-- Given task --
Count how many lines in the data below contain the string "canopy", with case counting, and reply with the number alone.

Excerpts from a location annotation dataset
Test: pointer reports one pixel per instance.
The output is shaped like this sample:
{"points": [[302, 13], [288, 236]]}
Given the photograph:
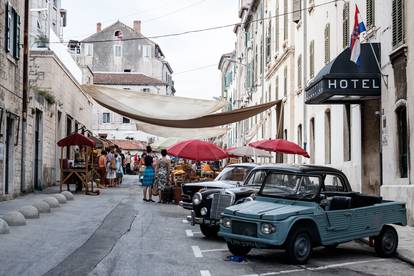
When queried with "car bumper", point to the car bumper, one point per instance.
{"points": [[186, 205]]}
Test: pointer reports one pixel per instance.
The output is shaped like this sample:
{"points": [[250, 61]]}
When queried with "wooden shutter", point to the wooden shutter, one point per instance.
{"points": [[398, 18], [327, 44], [296, 11], [345, 25]]}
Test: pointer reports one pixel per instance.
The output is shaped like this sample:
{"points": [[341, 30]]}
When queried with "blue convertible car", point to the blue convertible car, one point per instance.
{"points": [[299, 207]]}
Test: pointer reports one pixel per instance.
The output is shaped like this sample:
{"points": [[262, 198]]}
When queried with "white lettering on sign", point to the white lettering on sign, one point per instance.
{"points": [[332, 83]]}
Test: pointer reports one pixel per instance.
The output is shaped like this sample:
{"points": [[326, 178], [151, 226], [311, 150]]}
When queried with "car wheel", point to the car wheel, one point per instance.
{"points": [[298, 246], [386, 242], [209, 231], [238, 250]]}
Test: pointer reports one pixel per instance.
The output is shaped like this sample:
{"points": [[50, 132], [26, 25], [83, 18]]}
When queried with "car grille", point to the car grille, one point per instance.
{"points": [[244, 228], [218, 204]]}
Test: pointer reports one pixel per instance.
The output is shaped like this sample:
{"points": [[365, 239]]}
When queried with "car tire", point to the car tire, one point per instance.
{"points": [[209, 231], [238, 250], [298, 246], [386, 242]]}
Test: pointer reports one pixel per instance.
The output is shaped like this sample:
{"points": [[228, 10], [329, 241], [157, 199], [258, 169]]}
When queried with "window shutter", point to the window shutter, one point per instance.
{"points": [[345, 25], [398, 28], [296, 11], [327, 44]]}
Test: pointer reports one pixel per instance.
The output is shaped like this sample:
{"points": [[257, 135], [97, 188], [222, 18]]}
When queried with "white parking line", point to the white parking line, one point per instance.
{"points": [[197, 251], [318, 268], [205, 273]]}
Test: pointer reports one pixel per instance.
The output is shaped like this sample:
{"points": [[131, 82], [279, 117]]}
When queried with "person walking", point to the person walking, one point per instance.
{"points": [[149, 175], [163, 169]]}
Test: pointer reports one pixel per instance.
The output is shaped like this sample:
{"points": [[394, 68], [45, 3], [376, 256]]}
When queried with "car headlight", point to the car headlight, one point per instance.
{"points": [[267, 228], [197, 198], [203, 211], [226, 222]]}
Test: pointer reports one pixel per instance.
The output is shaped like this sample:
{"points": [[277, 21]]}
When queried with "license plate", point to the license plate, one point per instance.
{"points": [[243, 243]]}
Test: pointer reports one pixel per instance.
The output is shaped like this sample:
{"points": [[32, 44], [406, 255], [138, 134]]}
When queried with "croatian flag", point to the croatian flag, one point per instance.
{"points": [[359, 28]]}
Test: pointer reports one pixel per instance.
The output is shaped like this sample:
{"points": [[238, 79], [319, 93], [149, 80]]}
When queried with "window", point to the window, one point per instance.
{"points": [[347, 132], [345, 25], [285, 20], [300, 72], [106, 117], [277, 27], [327, 44], [328, 137], [370, 13], [312, 59], [398, 23], [402, 133], [118, 50], [12, 29]]}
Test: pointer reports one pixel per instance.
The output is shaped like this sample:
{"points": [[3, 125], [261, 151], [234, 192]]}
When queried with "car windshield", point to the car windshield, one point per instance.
{"points": [[290, 185], [234, 173]]}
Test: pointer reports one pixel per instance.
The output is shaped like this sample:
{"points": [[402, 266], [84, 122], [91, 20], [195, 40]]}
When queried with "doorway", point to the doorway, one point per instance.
{"points": [[38, 150], [371, 147]]}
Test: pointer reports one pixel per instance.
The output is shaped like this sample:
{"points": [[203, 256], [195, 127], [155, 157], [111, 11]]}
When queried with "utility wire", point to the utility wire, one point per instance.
{"points": [[201, 30]]}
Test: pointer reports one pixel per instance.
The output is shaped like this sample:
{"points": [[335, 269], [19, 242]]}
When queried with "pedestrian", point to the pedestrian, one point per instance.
{"points": [[110, 167], [163, 169], [102, 168], [149, 175]]}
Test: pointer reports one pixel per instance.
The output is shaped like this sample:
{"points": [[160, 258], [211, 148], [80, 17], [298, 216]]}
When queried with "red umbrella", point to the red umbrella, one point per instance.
{"points": [[76, 139], [197, 150], [280, 145]]}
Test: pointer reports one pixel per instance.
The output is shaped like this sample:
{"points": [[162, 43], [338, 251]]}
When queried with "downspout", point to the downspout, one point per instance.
{"points": [[305, 72], [25, 92]]}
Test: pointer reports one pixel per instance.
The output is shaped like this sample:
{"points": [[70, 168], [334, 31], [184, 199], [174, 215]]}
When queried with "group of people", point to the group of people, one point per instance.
{"points": [[111, 166]]}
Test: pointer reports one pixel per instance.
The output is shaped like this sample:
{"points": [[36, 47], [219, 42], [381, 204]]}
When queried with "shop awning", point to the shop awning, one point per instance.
{"points": [[342, 81], [169, 111]]}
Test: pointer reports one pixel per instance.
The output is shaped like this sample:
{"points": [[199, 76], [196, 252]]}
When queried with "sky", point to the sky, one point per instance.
{"points": [[184, 53]]}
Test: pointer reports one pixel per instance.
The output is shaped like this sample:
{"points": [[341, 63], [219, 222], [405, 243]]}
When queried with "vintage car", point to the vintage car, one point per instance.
{"points": [[232, 176], [299, 207]]}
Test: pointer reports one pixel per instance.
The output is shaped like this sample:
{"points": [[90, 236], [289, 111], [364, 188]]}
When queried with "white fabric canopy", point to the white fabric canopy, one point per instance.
{"points": [[184, 133], [153, 105]]}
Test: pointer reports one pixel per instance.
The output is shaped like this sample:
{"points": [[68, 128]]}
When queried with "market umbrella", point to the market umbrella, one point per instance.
{"points": [[76, 139], [248, 151], [197, 150], [280, 145]]}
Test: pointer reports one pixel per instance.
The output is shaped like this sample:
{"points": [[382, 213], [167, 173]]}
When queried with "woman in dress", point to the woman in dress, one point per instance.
{"points": [[149, 175], [163, 175]]}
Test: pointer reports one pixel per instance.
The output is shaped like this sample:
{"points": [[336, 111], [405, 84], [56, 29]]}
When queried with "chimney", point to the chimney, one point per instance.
{"points": [[98, 27], [137, 26]]}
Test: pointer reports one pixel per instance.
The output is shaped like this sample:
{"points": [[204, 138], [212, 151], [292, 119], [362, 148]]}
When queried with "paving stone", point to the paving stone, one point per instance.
{"points": [[29, 212], [42, 206], [52, 201], [61, 198], [4, 227], [14, 218], [68, 195]]}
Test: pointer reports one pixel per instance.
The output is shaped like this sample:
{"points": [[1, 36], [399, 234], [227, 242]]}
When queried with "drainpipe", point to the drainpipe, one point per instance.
{"points": [[305, 72], [25, 92]]}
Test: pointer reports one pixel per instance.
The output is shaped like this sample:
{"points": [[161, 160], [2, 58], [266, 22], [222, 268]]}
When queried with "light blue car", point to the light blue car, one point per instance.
{"points": [[301, 207]]}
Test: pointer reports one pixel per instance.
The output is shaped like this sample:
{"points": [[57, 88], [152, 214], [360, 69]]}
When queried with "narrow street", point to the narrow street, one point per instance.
{"points": [[116, 233]]}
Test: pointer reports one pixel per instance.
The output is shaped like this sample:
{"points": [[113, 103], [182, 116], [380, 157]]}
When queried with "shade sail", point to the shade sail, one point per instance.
{"points": [[158, 112], [151, 105], [183, 133]]}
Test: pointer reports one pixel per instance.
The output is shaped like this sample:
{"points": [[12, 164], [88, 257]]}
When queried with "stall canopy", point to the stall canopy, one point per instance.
{"points": [[76, 139], [343, 81], [183, 133], [169, 111]]}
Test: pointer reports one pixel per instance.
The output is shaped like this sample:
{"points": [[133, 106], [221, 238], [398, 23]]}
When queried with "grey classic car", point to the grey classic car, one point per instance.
{"points": [[299, 207]]}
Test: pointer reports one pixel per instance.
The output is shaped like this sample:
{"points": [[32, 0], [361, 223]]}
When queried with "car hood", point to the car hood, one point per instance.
{"points": [[267, 210]]}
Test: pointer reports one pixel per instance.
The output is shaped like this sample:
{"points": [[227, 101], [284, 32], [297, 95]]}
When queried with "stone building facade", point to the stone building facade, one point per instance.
{"points": [[11, 72], [283, 46]]}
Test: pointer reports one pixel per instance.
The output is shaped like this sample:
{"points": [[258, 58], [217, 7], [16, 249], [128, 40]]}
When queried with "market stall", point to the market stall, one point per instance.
{"points": [[80, 170]]}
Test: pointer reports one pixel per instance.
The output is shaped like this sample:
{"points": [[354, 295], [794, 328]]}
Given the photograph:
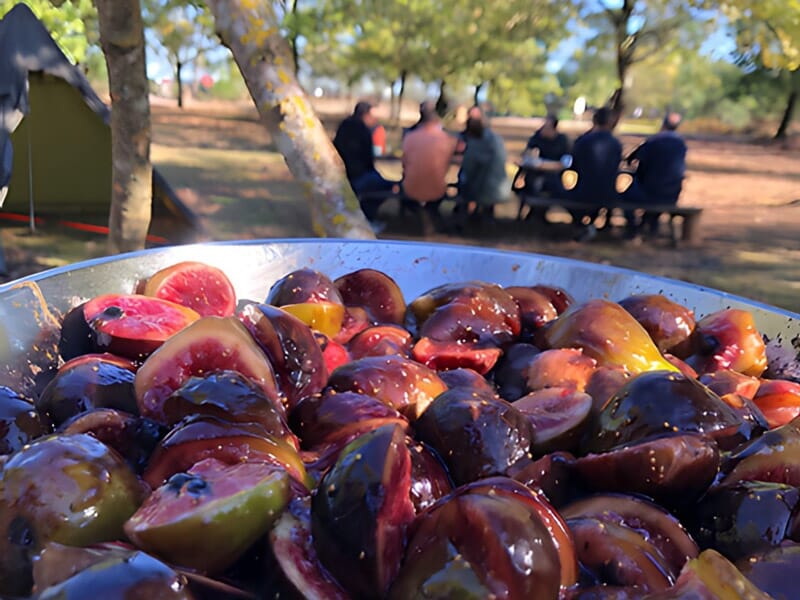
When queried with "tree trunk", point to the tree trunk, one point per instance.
{"points": [[179, 81], [251, 31], [122, 40]]}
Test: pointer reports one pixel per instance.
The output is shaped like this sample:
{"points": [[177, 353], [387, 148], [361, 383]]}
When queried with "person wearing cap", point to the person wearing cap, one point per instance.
{"points": [[659, 174], [353, 141]]}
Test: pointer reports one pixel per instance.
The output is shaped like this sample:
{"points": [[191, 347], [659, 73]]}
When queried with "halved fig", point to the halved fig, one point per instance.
{"points": [[674, 469], [134, 438], [199, 286], [381, 340], [444, 355], [654, 523], [609, 334], [210, 344], [728, 339], [290, 347], [402, 383], [87, 382], [374, 291], [477, 435], [202, 437], [361, 511], [670, 325], [303, 285], [19, 421], [619, 555], [562, 367], [331, 417], [559, 417], [132, 325], [659, 403], [745, 518], [778, 400], [209, 516], [227, 395]]}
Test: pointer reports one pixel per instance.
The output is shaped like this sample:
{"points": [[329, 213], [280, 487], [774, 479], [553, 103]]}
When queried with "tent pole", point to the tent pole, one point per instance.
{"points": [[30, 181]]}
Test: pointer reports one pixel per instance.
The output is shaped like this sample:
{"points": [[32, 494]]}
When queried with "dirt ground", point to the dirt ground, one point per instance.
{"points": [[224, 164]]}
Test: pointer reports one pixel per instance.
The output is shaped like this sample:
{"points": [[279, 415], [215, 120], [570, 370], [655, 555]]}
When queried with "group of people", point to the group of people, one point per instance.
{"points": [[596, 157], [428, 151]]}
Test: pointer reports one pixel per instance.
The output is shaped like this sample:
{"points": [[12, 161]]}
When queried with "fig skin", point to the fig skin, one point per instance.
{"points": [[670, 325], [374, 291], [291, 349], [88, 382], [361, 511], [477, 435], [303, 285], [20, 423], [402, 383]]}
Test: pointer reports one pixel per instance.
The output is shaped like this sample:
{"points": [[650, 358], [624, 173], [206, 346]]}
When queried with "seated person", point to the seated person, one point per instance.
{"points": [[353, 141], [659, 175], [596, 156], [427, 152], [482, 179]]}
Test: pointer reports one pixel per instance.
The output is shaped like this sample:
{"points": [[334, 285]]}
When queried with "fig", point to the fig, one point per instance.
{"points": [[559, 417], [402, 383], [87, 382], [331, 417], [203, 437], [609, 334], [670, 325], [477, 435], [744, 518], [201, 287], [132, 437], [70, 489], [374, 291], [290, 347], [227, 395], [443, 355], [132, 325], [778, 400], [133, 575], [564, 368], [535, 309], [659, 403], [361, 511], [711, 576], [674, 469], [209, 516], [510, 374], [19, 422], [210, 344], [480, 543], [657, 526], [381, 340], [303, 285], [728, 339]]}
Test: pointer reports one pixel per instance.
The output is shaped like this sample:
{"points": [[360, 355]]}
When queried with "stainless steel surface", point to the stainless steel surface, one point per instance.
{"points": [[254, 266]]}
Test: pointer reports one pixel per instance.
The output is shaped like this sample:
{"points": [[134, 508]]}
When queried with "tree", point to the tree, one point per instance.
{"points": [[184, 31], [122, 40], [250, 30]]}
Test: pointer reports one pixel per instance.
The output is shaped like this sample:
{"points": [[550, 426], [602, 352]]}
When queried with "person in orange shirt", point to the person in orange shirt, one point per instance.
{"points": [[427, 152]]}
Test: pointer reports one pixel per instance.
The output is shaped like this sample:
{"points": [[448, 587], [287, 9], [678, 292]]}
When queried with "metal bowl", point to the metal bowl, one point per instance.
{"points": [[254, 266]]}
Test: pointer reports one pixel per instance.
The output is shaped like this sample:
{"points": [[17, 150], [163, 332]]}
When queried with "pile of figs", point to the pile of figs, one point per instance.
{"points": [[333, 441]]}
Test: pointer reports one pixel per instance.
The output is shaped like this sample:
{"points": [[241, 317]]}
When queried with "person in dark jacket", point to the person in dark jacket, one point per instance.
{"points": [[353, 141], [596, 157], [659, 175]]}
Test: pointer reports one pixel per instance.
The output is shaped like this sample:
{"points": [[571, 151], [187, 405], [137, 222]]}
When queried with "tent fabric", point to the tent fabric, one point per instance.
{"points": [[62, 149]]}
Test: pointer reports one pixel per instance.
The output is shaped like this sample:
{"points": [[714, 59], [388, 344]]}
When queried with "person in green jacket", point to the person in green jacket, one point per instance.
{"points": [[483, 179]]}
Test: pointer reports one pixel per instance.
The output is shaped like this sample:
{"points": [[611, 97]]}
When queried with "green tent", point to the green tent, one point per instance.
{"points": [[60, 138]]}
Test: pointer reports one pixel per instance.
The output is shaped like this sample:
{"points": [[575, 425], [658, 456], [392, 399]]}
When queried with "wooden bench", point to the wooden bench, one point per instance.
{"points": [[689, 216]]}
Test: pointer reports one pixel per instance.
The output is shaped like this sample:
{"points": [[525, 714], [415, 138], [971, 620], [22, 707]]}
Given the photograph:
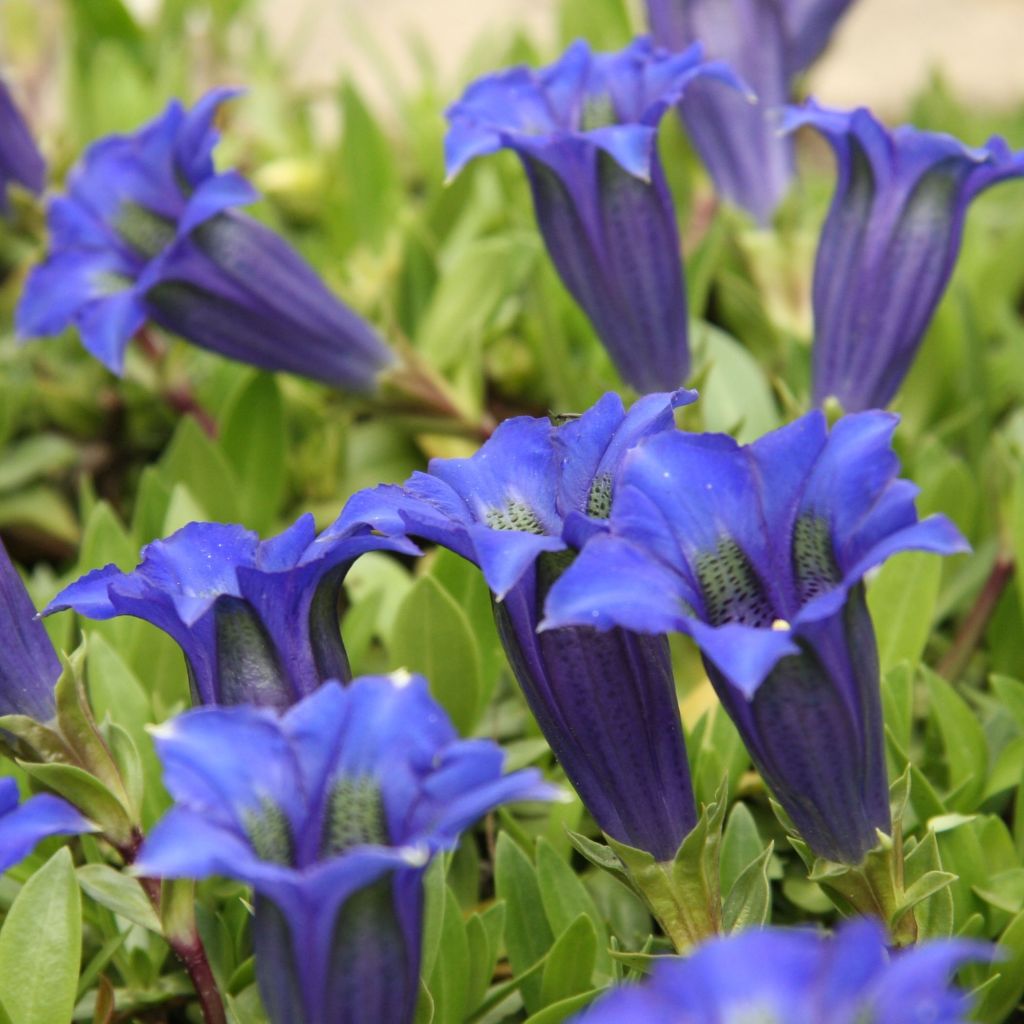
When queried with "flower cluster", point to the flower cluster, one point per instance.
{"points": [[256, 620], [332, 813], [598, 537], [586, 130], [801, 978], [605, 702], [146, 233]]}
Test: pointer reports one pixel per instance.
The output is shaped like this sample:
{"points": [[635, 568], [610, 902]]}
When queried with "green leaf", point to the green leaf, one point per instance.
{"points": [[735, 394], [934, 915], [720, 754], [41, 946], [254, 438], [37, 456], [484, 933], [479, 278], [196, 461], [749, 902], [564, 1009], [527, 935], [897, 702], [450, 979], [569, 966], [433, 636], [565, 897], [120, 893], [964, 739], [901, 600], [740, 845], [88, 795]]}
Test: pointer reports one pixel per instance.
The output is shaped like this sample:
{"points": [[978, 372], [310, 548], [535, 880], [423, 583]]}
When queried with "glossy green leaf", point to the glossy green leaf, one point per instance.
{"points": [[41, 946], [432, 636]]}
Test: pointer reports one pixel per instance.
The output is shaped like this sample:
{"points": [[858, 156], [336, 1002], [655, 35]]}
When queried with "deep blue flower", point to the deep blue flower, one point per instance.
{"points": [[759, 553], [331, 813], [768, 42], [146, 232], [586, 129], [605, 702], [20, 162], [29, 666], [25, 824], [800, 977], [257, 620], [889, 246]]}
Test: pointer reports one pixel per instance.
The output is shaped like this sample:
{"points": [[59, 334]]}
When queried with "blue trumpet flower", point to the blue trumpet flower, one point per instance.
{"points": [[605, 702], [29, 666], [759, 553], [146, 232], [257, 620], [332, 813], [889, 246], [25, 824], [20, 162], [769, 43], [586, 130], [800, 977]]}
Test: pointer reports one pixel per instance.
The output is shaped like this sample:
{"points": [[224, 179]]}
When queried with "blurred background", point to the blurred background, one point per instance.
{"points": [[883, 54]]}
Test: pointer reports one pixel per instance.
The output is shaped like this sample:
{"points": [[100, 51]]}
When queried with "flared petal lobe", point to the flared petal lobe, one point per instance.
{"points": [[758, 552], [331, 812], [768, 43], [256, 620], [605, 701], [888, 247], [146, 233], [586, 131], [29, 665], [800, 977], [20, 161]]}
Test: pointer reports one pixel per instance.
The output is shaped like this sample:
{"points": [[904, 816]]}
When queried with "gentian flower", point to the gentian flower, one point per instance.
{"points": [[20, 161], [759, 552], [257, 620], [799, 977], [889, 246], [25, 824], [29, 666], [586, 130], [332, 813], [605, 702], [768, 42], [146, 232]]}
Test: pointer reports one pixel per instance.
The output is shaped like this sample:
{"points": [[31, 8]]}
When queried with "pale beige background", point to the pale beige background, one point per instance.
{"points": [[883, 51]]}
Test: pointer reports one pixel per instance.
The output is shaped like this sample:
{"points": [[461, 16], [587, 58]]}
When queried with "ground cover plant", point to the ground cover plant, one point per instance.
{"points": [[540, 548]]}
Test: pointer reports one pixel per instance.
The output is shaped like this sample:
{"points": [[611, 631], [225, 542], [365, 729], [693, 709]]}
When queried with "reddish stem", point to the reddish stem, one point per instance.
{"points": [[189, 951], [973, 628]]}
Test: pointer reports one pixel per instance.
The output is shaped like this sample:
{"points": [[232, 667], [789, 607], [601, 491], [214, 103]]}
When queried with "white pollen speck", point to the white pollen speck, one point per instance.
{"points": [[400, 678]]}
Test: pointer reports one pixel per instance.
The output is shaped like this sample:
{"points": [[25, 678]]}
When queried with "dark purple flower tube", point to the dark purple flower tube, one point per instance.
{"points": [[759, 553], [20, 161], [331, 812], [257, 621], [586, 129], [889, 246], [605, 702], [29, 666], [146, 233], [768, 42]]}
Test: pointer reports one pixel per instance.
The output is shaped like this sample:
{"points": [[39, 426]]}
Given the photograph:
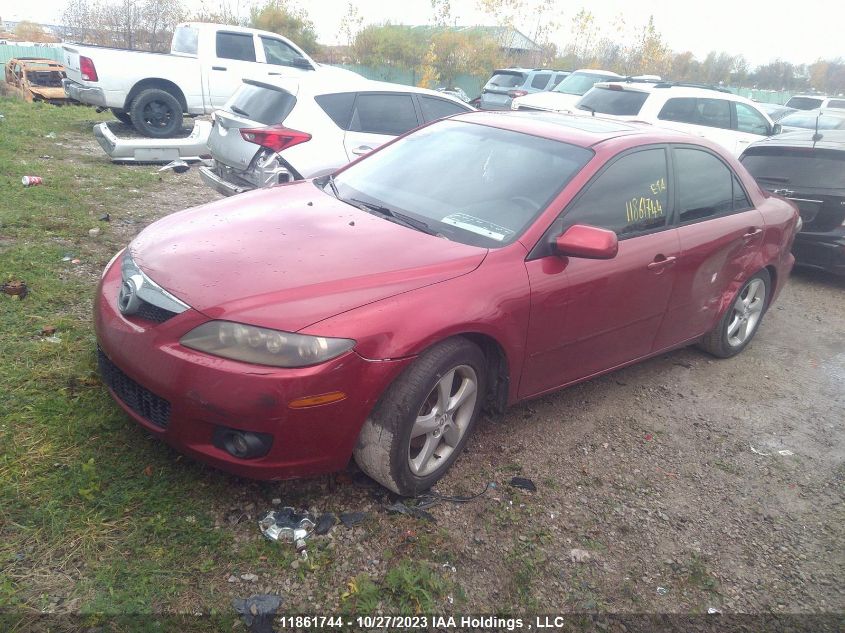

-- Task response --
2